SOURCE INFORMATION:

______________________________

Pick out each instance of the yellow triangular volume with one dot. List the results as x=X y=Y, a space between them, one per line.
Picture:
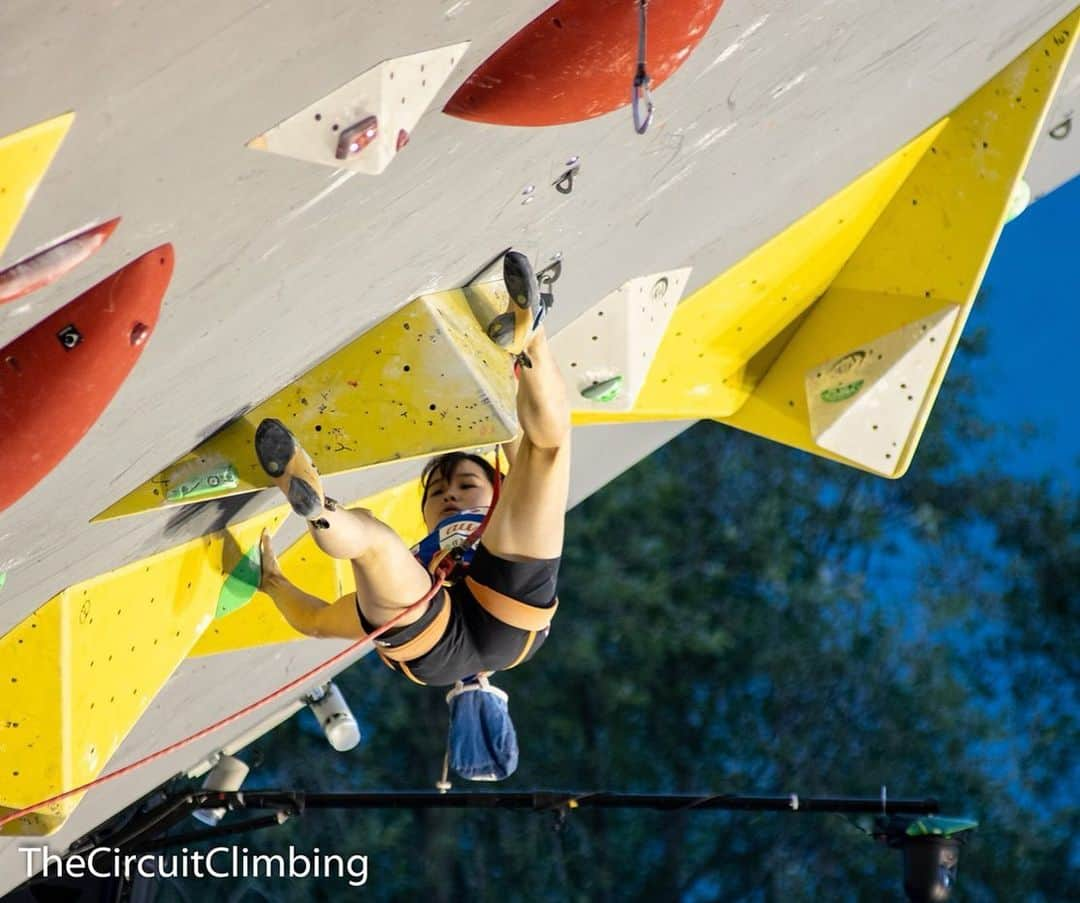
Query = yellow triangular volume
x=24 y=158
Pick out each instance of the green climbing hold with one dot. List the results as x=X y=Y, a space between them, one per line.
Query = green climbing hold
x=220 y=476
x=240 y=585
x=606 y=390
x=939 y=825
x=841 y=393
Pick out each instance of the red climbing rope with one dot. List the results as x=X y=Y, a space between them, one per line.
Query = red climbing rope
x=437 y=577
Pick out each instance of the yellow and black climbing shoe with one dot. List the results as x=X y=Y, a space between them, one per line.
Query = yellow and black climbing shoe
x=527 y=308
x=292 y=470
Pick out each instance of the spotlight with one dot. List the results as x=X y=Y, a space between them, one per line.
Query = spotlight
x=227 y=775
x=334 y=716
x=930 y=847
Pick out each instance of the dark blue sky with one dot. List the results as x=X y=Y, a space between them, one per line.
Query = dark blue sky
x=1033 y=311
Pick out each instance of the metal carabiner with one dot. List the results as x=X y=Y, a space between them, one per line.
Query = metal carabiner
x=640 y=90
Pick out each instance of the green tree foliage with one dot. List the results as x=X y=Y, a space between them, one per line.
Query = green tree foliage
x=738 y=617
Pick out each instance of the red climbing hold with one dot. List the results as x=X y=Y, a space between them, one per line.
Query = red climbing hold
x=56 y=378
x=46 y=266
x=578 y=59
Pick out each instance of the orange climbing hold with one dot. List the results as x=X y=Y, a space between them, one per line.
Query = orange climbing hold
x=578 y=59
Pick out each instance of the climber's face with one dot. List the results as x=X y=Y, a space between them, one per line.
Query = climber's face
x=468 y=486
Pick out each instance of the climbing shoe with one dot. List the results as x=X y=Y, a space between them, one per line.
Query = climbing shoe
x=527 y=308
x=291 y=468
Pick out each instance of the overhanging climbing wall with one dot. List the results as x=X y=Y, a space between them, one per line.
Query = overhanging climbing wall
x=372 y=402
x=79 y=672
x=835 y=336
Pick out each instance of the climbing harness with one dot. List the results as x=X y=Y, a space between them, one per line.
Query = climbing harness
x=640 y=90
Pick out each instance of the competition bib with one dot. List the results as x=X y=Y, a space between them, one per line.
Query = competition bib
x=450 y=533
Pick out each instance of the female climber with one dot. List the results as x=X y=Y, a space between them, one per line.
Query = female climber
x=496 y=616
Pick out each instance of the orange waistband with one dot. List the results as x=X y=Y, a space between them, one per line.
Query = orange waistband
x=510 y=610
x=423 y=642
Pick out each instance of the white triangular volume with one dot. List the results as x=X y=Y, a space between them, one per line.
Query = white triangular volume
x=864 y=404
x=606 y=353
x=395 y=93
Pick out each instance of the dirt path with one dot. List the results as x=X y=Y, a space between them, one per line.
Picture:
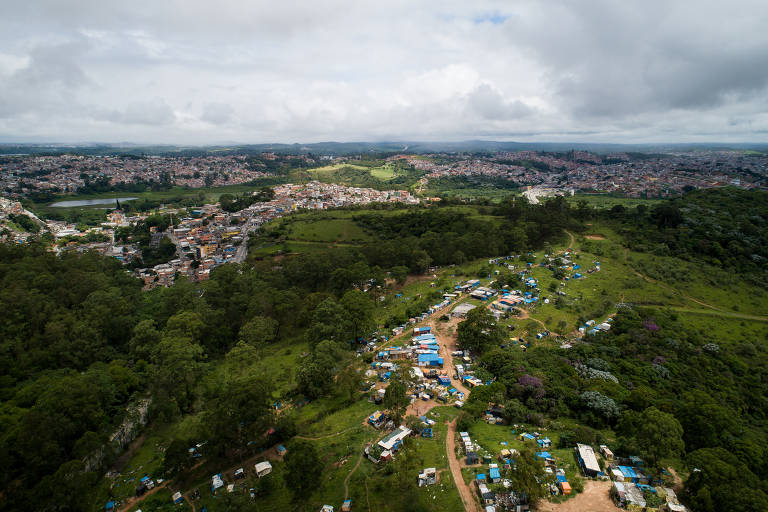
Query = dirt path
x=692 y=299
x=470 y=505
x=133 y=500
x=678 y=482
x=595 y=498
x=447 y=344
x=573 y=240
x=346 y=480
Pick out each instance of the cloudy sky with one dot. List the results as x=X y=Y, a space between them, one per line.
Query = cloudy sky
x=203 y=71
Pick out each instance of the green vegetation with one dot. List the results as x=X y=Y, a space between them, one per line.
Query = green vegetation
x=263 y=353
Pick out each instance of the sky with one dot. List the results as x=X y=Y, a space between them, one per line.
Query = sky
x=250 y=71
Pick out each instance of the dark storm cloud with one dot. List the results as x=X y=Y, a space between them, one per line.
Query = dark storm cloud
x=192 y=71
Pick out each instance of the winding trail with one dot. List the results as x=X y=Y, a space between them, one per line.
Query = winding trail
x=470 y=505
x=133 y=500
x=573 y=240
x=714 y=310
x=346 y=480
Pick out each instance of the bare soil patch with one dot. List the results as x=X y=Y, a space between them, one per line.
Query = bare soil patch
x=595 y=498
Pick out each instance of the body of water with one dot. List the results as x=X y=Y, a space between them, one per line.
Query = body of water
x=90 y=202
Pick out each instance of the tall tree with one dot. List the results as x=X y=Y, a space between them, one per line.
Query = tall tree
x=303 y=469
x=480 y=332
x=659 y=435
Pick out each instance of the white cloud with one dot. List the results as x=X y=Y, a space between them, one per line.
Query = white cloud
x=192 y=71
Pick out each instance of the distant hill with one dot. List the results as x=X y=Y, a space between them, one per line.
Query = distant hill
x=347 y=148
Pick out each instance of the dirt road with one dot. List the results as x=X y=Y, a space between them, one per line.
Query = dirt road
x=470 y=505
x=447 y=344
x=595 y=498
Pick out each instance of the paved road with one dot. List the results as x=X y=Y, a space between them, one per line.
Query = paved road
x=242 y=250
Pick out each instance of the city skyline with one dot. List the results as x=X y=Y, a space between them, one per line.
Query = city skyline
x=189 y=73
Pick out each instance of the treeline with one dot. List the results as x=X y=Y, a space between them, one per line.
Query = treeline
x=80 y=343
x=665 y=390
x=420 y=238
x=724 y=227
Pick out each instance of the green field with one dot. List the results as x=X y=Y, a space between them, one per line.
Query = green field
x=608 y=201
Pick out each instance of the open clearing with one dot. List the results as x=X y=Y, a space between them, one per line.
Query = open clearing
x=595 y=498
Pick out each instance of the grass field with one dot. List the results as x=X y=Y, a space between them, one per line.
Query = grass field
x=608 y=201
x=354 y=174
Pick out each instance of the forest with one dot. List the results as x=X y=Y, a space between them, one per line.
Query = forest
x=82 y=346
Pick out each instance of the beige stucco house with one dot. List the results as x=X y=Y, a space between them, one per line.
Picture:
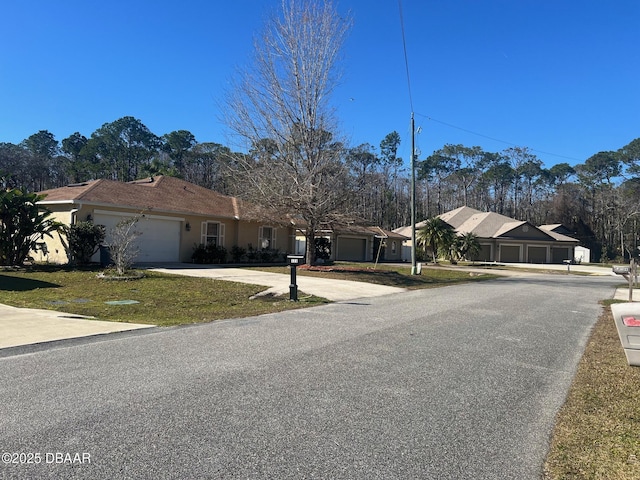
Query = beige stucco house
x=504 y=239
x=174 y=216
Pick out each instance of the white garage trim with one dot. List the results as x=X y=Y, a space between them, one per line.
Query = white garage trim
x=159 y=239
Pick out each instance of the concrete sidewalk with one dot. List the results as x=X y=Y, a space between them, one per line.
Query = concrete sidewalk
x=21 y=326
x=278 y=283
x=26 y=326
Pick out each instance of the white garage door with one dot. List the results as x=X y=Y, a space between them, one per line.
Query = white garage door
x=159 y=239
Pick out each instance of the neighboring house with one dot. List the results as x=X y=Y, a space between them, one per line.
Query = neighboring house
x=504 y=239
x=174 y=217
x=358 y=243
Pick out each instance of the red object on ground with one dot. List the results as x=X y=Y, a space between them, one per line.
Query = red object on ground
x=631 y=321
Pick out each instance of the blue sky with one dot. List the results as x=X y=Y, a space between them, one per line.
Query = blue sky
x=561 y=77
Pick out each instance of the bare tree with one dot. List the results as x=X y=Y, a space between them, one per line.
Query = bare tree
x=123 y=248
x=279 y=108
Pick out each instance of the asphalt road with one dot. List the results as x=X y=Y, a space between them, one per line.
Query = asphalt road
x=453 y=383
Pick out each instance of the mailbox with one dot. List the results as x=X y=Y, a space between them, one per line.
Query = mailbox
x=295 y=260
x=621 y=270
x=627 y=319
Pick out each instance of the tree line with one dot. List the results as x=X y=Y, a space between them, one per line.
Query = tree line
x=599 y=199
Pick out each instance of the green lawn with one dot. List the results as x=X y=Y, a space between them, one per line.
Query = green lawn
x=388 y=274
x=597 y=430
x=165 y=299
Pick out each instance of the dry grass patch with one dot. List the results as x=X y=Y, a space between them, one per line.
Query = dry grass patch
x=597 y=434
x=162 y=299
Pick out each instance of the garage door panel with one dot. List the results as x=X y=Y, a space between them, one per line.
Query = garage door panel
x=509 y=253
x=158 y=239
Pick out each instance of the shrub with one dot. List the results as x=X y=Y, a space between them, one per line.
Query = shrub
x=84 y=240
x=209 y=253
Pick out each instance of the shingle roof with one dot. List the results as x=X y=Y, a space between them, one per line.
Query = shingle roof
x=484 y=224
x=161 y=194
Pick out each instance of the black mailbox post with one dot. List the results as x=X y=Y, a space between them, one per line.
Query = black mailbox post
x=294 y=261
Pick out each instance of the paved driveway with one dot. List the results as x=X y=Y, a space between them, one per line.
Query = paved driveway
x=461 y=382
x=278 y=284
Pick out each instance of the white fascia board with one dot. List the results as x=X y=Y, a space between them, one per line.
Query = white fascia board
x=145 y=215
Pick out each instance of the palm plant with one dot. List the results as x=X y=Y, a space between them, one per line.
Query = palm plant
x=437 y=236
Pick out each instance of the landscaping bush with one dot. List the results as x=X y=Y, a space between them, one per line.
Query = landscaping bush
x=209 y=253
x=84 y=240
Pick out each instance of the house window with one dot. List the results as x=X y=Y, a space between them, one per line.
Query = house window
x=267 y=237
x=213 y=233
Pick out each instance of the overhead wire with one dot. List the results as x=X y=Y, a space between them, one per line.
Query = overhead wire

______________________________

ABOUT THIS TASK:
Take the listing above and repeat exactly the lines from the one containing "Query = dark blue sky" through the one containing "Pick out each instance of the red climbing hold", both included.

PROBLEM SOLUTION:
Query = dark blue sky
x=1033 y=311
Pick out each instance of the metal carabiner with one dot. List the results as x=X y=Y, a space between them, one per line.
Query = metal carabiner
x=640 y=90
Pick out each instance of the green tree foliage with one dot. List the results as x=X y=Y, a space between them, one per line.
Query = green tree foliage
x=738 y=617
Pick out each instance of the red climbing hold with one dot. List the results as x=X y=Y, a space between them, one per line.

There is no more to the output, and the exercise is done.